----- LISTING

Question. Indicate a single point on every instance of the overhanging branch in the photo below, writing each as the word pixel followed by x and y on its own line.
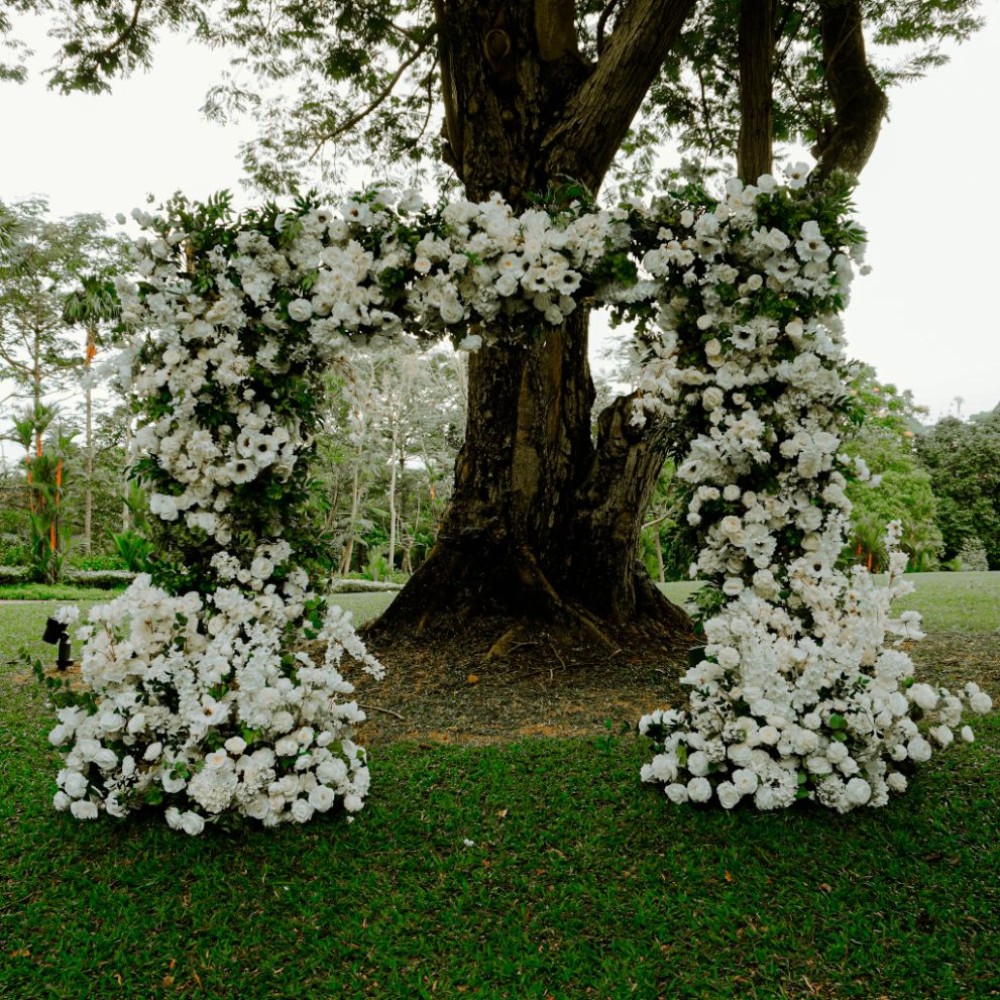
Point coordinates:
pixel 858 101
pixel 586 138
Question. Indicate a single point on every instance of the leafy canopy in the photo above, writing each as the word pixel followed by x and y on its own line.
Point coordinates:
pixel 331 83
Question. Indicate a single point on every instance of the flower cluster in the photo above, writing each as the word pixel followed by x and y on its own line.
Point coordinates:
pixel 193 705
pixel 199 697
pixel 804 690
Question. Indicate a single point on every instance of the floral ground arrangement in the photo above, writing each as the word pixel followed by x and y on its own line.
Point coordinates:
pixel 201 698
pixel 525 868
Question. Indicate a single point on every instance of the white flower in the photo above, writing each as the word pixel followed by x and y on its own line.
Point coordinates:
pixel 942 735
pixel 300 310
pixel 699 790
pixel 797 175
pixel 858 791
pixel 729 794
pixel 698 763
pixel 322 798
pixel 980 703
pixel 83 809
pixel 191 823
pixel 677 793
pixel 302 810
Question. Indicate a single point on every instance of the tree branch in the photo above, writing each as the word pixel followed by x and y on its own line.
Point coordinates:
pixel 122 38
pixel 452 120
pixel 555 29
pixel 379 98
pixel 756 50
pixel 602 22
pixel 584 141
pixel 858 101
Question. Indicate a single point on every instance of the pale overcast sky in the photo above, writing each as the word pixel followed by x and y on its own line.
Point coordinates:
pixel 923 317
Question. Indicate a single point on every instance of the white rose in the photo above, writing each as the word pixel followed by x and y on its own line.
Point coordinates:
pixel 74 784
pixel 322 797
pixel 858 791
pixel 192 823
pixel 699 790
pixel 943 735
pixel 302 811
pixel 84 809
pixel 729 794
pixel 698 763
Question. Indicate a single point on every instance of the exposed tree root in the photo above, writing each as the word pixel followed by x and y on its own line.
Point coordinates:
pixel 513 614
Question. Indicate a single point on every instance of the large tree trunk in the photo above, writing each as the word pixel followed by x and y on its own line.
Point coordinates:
pixel 543 524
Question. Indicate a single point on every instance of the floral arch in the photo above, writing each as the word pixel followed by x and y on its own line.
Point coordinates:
pixel 202 695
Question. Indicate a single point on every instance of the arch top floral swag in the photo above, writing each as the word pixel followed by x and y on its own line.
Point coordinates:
pixel 203 694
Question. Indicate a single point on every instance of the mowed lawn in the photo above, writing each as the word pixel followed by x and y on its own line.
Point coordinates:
pixel 538 869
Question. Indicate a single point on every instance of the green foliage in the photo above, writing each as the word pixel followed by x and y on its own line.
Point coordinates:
pixel 569 885
pixel 963 459
pixel 887 423
pixel 361 80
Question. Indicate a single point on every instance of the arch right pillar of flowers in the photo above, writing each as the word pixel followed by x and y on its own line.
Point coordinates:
pixel 201 696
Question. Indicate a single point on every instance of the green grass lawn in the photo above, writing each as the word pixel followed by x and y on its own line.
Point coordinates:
pixel 581 882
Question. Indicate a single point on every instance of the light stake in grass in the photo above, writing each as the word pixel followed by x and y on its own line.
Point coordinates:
pixel 55 632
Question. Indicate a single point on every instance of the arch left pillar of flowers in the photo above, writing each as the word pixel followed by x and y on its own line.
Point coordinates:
pixel 199 695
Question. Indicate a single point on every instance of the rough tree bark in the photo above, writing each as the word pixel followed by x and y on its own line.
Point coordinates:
pixel 544 521
pixel 545 518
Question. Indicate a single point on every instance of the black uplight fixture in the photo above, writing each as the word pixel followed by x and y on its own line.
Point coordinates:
pixel 55 632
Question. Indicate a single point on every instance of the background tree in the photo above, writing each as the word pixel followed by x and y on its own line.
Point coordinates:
pixel 93 306
pixel 963 459
pixel 886 440
pixel 545 519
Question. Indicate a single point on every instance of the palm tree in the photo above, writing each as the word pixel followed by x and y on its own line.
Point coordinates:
pixel 93 303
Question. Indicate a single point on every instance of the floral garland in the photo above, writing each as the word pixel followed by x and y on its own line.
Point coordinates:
pixel 198 696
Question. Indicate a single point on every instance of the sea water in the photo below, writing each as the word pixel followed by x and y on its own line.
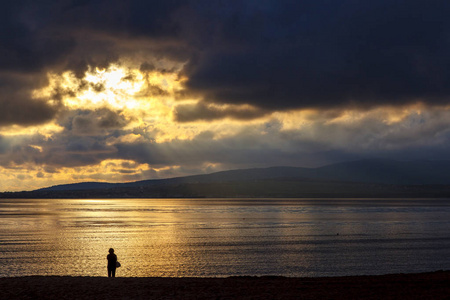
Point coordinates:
pixel 224 237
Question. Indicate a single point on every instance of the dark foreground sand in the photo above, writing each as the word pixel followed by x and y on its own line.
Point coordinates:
pixel 434 285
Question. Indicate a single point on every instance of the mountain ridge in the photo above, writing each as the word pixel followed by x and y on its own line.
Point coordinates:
pixel 373 171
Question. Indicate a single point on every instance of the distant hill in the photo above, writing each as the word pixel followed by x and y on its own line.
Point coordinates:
pixel 364 178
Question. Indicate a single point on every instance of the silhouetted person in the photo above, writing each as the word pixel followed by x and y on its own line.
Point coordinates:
pixel 112 260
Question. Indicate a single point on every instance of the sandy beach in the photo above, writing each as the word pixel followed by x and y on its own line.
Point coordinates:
pixel 435 285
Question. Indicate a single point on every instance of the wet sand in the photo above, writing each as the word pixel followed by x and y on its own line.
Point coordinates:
pixel 435 285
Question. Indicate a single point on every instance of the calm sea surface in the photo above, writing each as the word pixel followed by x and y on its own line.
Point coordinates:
pixel 224 237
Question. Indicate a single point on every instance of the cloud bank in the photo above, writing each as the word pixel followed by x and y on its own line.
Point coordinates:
pixel 127 90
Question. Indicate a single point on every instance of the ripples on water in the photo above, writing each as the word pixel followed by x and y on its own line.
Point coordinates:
pixel 224 237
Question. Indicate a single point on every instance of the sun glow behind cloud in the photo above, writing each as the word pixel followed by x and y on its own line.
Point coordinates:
pixel 123 123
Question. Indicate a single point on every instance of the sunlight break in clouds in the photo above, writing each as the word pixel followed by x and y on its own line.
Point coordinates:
pixel 124 124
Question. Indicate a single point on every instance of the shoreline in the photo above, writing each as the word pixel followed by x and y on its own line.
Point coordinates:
pixel 432 285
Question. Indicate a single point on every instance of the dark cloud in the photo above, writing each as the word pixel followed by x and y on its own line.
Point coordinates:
pixel 94 122
pixel 18 107
pixel 284 55
pixel 204 112
pixel 271 54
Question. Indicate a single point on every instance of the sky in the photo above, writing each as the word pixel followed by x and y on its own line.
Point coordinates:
pixel 122 91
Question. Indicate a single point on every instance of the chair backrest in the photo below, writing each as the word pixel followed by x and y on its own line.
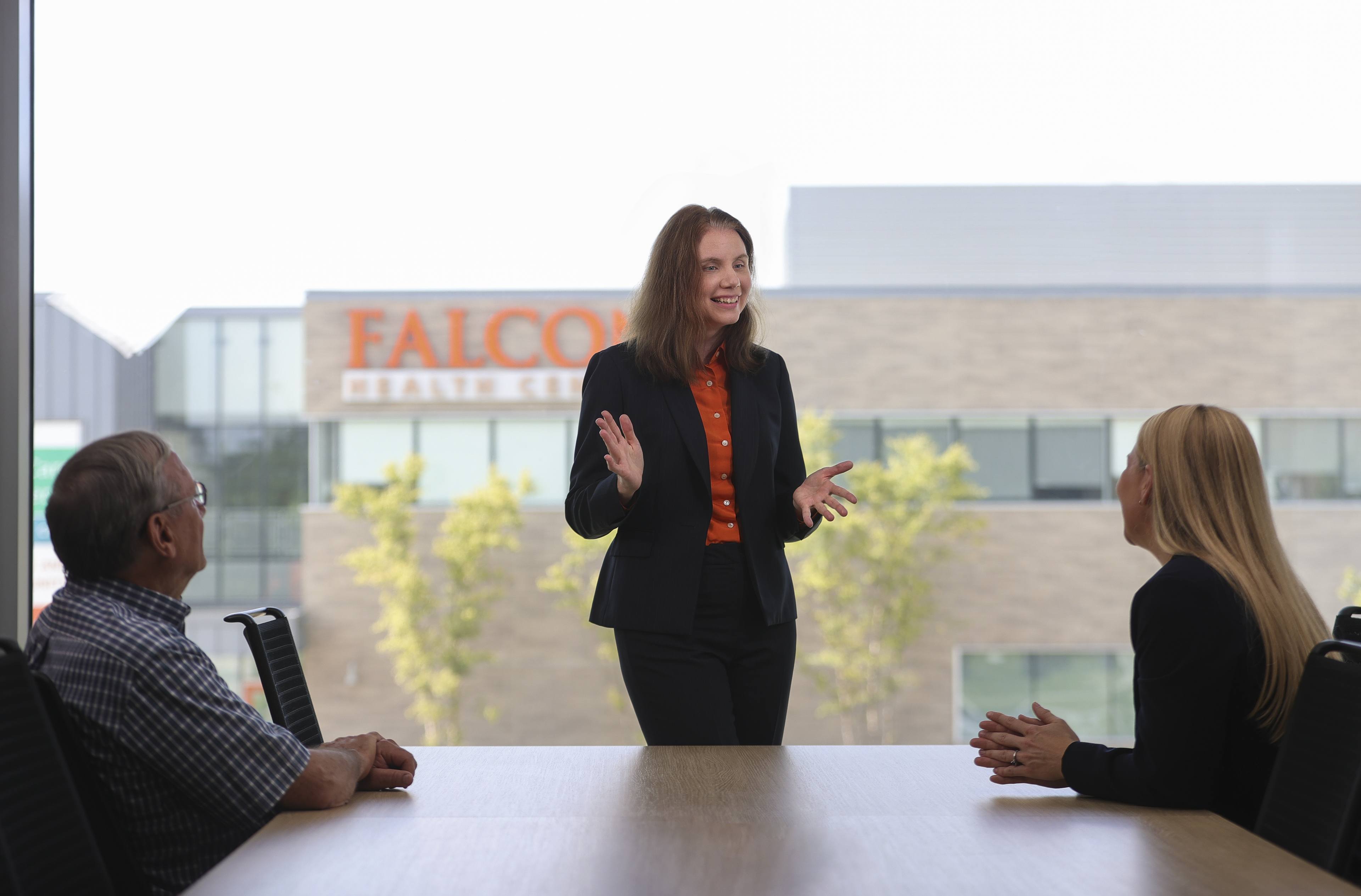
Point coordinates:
pixel 94 797
pixel 281 672
pixel 47 845
pixel 1314 800
pixel 1348 627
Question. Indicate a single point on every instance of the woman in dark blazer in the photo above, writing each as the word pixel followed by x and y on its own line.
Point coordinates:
pixel 689 446
pixel 1220 633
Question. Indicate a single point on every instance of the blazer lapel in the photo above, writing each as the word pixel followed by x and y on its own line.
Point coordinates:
pixel 745 422
pixel 687 415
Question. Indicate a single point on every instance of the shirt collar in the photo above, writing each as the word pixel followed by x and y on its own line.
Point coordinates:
pixel 142 602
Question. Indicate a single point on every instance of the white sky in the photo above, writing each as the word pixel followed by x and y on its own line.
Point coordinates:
pixel 195 153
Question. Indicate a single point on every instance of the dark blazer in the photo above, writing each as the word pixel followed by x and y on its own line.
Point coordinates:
pixel 1198 671
pixel 650 580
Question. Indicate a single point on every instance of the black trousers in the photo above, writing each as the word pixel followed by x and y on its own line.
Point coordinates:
pixel 724 683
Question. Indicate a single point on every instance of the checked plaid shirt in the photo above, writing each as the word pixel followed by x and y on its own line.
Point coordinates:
pixel 192 769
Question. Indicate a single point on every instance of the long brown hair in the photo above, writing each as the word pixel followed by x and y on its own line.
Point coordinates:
pixel 666 323
pixel 1210 501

----------

(EXERCISE) Reproduce every item above word for word, from the first line to the last. Omit the pictures from your reproduction.

(CORRECT RESULT)
Question. Indicate a single point on every instance of the overhanging branch in the photo below, writing each as the word pixel followed by x and y on its own line.
Point coordinates:
pixel 858 101
pixel 586 138
Question. Indicate a single point on every instance of the leafy canopy in the photo above, writing each as the word pixel followed by x and y on its own line.
Point coordinates:
pixel 331 83
Question. Indicate a single point on every instance of the flower cluster in the photo above, writing each as the word pixel followed by x and y on its own line.
Point coordinates:
pixel 193 705
pixel 199 697
pixel 804 690
Question. Indicate a single point on every instance of the floral ground arrangement in the photo above, writing each as the word pixel followed by x and y on its own line.
Point coordinates:
pixel 201 698
pixel 525 868
Question. Indicate a single point on every instance of the white flower in the photo above, writing each as the word pixel followed by x and y on its own line.
Point coordinates:
pixel 942 735
pixel 300 310
pixel 699 790
pixel 797 175
pixel 858 791
pixel 729 794
pixel 698 763
pixel 322 798
pixel 980 703
pixel 83 809
pixel 191 823
pixel 677 793
pixel 302 810
Question. Indicate a single point on every instance of the tree branch in the photo above, writing each as the word pixel followed by x and y on its own line.
Point coordinates:
pixel 122 38
pixel 452 120
pixel 555 29
pixel 379 98
pixel 756 50
pixel 602 22
pixel 584 141
pixel 858 101
Question. Indicate a single point on every instance of the pale overcast sky in the photo above, writing each as the word pixel followed by x and y on its own line.
Point coordinates:
pixel 923 317
Question. Indicate a single point on every instance of the white rose in the photo above, writing each as the word pixel followed by x and y on its own line.
Point coordinates:
pixel 74 784
pixel 322 797
pixel 858 791
pixel 192 823
pixel 699 790
pixel 943 735
pixel 302 811
pixel 84 809
pixel 729 794
pixel 698 763
Question. Indicate a single point on every instance of the exposed tree root in the photo above, writing each as the word pixel followed by x and y on its own line.
Point coordinates:
pixel 513 614
Question. Indicate a single point on every instance of the large tree trunk in the photo above, writing each as the word pixel followed by x and y on its own line.
Point coordinates:
pixel 543 524
Question. Indicate a single point on every instance of the floral arch in the photo above, writing each as the word pixel followed by x and y on its own line.
Point coordinates:
pixel 202 695
Question. Indicate a single point on every instance of the arch top floral swag in the photo above, writing each as the word pixel followed by x and y on its own line.
Point coordinates:
pixel 203 694
Question. Indicate a single point on every instance of the mowed lawn in the photo above, writing each as the word pixel followed by x and y on its own line.
Point coordinates:
pixel 538 869
Question. Indicate a single point on every instance of the green foliage in the photo above, writing each as the word pixel followed by x and y on its own line.
Point coordinates:
pixel 569 885
pixel 963 459
pixel 887 423
pixel 361 80
Question. Indicate a single point on every instance of the arch right pillar of flowers in the photo above, writing each as the word pixel followed by x and y on its own line.
Point coordinates:
pixel 201 696
Question. Indicate a single point on every instance of the green grass lawn in the photo above, writing each as the word pixel followed by x and y on its own line.
Point coordinates:
pixel 581 882
Question. Indicate a single point on every instance of the light stake in grass in the photo above, writing each as the word pixel followed by x and y on its own line.
Point coordinates:
pixel 55 632
Question. Indicate a single point on every instance of the arch left pillar of flowers in the photo above, writing each as the word pixel followed by x and y on its own line.
Point coordinates:
pixel 199 695
Question. Indicate a single point on every instance of the rough tree bark in the photo above, writing each as the word pixel followed by x and y on its own line.
Point coordinates:
pixel 544 521
pixel 545 518
Question. Indicate a single point on every instance of the black uplight fixture in the photo above, writing each as the word pixel followed by x and y on its own line.
Point coordinates:
pixel 55 632
Question. Indicate a single point on every instance of the background tree in the photo above, writing each as the word pixel followed by x and y on its own line.
Point coordinates:
pixel 93 306
pixel 963 459
pixel 886 440
pixel 545 519
Question. Indicate a single point on every instance of the palm tree in the photo above, writing each as the word pixel followed by x and y on its own line.
Point coordinates:
pixel 93 303
Question. Indicate a single point on every instance of the floral garland in the photo above, writing each as the word pixel followed by x and y on its own line.
Point coordinates:
pixel 198 696
Question. Indicate a single point on every instance of the sea water in the photo below, writing each as the word pixel followed by x and y on its own line.
Point coordinates:
pixel 224 237
Question. Indicate a single point on every instance of the dark foreground sand in the photo above, writing each as the word pixel followed by x and y on its own line.
Point coordinates:
pixel 434 285
Question. Indicate a single point on every instance of the mountain ridge in the photo above, writing each as the word pixel followed by x and y on its own line.
Point coordinates:
pixel 373 171
Question. Indicate a single point on every instance of the distant hill in the photo above, writing each as the word pixel followed by x and y on its own line.
Point coordinates:
pixel 364 178
Question. Indicate a single point on every instance of the silhouetted person in the photo above, writing each as the word pixel followed by x and y on its own line.
Point coordinates:
pixel 112 260
Question. Indicate a single point on every instance of the sandy beach in the photo above, writing each as the word pixel followed by x and y on its own line.
Point coordinates:
pixel 435 285
Question. Indicate a single point on every instance of the wet sand in the photo above, writing each as the word pixel followed by x and y on its own line.
Point coordinates:
pixel 435 285
Question. Indicate a single point on every instance of the calm sea surface in the photo above, writing each as the word pixel followed by x and y on its own line.
Point coordinates:
pixel 224 237
Question. Indicate a single point on every instance of the cloud bank in the photo above, writing each as the word pixel followed by x and y on its own line.
Point coordinates:
pixel 127 90
Question. Indicate a single point on every instance of the ripples on water in the photo above, writing each as the word pixel followed by x and y on its own line.
Point coordinates:
pixel 224 237
Question. Indicate a single point on every instance of the sun glow behind cloud in the photo above, writing each as the word pixel followed by x and y on its own line.
Point coordinates:
pixel 123 123
Question. Indicate a single point on every instance of the sunlight break in clouds in the photo above, writing each as the word pixel followed by x and y on its own line.
Point coordinates:
pixel 124 124
Question. Indicate a single point on every instance of the shoreline in the photo above, writing each as the word pixel followed by x and y on its own line.
Point coordinates:
pixel 432 285
Question. Indicate a single point on every instance of the dark cloud in the photo above, writing each as the word pixel followed by x and y on its own line.
Point coordinates:
pixel 94 122
pixel 18 107
pixel 284 55
pixel 204 112
pixel 271 54
Question. Indicate a single point on every instance of the sky in the photo above, writing each as the word pixel followed by x and y on its own line.
Point coordinates:
pixel 122 91
Question. Indicate a single point on every instance of the chair backrest in the photo below, writing each as the word pixel followed by x and y on its own line.
Point coordinates:
pixel 94 797
pixel 281 672
pixel 47 845
pixel 1314 800
pixel 1348 627
Question. Indicate a single point on every instance of the woman in dark blazer in the photo above, writing each as the word pixel followed by x and y on its own line.
Point coordinates:
pixel 689 446
pixel 1220 633
Question. Indicate a single point on every instance of the blazer lapel in the photo above, writing each as the word pixel followed by x and y on its own line.
Point coordinates:
pixel 745 422
pixel 687 415
Question. Indicate a single point on every instance of the shirt collar in the photo above, writing each as the word pixel followed by x and y on its own line.
Point coordinates:
pixel 142 602
Question. Indicate a single point on every instance of the white sky in the photo above, writing each as the word pixel followed by x and y on its own line.
Point coordinates:
pixel 195 153
Question. Indicate a single point on every instance of the dark blazer in the photo above, writing each as the word pixel followed by x and y on its own line.
Point coordinates:
pixel 1198 671
pixel 650 580
Question. Indicate a single point on every instance of the black trousers in the photo above, writing each as the word pixel followed by x and y on its own line.
Point coordinates:
pixel 724 683
Question. Indicate a single point on every instance of the checked plaid shirt in the photo above, writing each as the word pixel followed by x and y on its own line.
Point coordinates:
pixel 192 769
Question. Indicate a single point on every instance of the long brown hair in the photo above, writing each as the word pixel followed by x and y on its own line.
Point coordinates:
pixel 666 323
pixel 1210 501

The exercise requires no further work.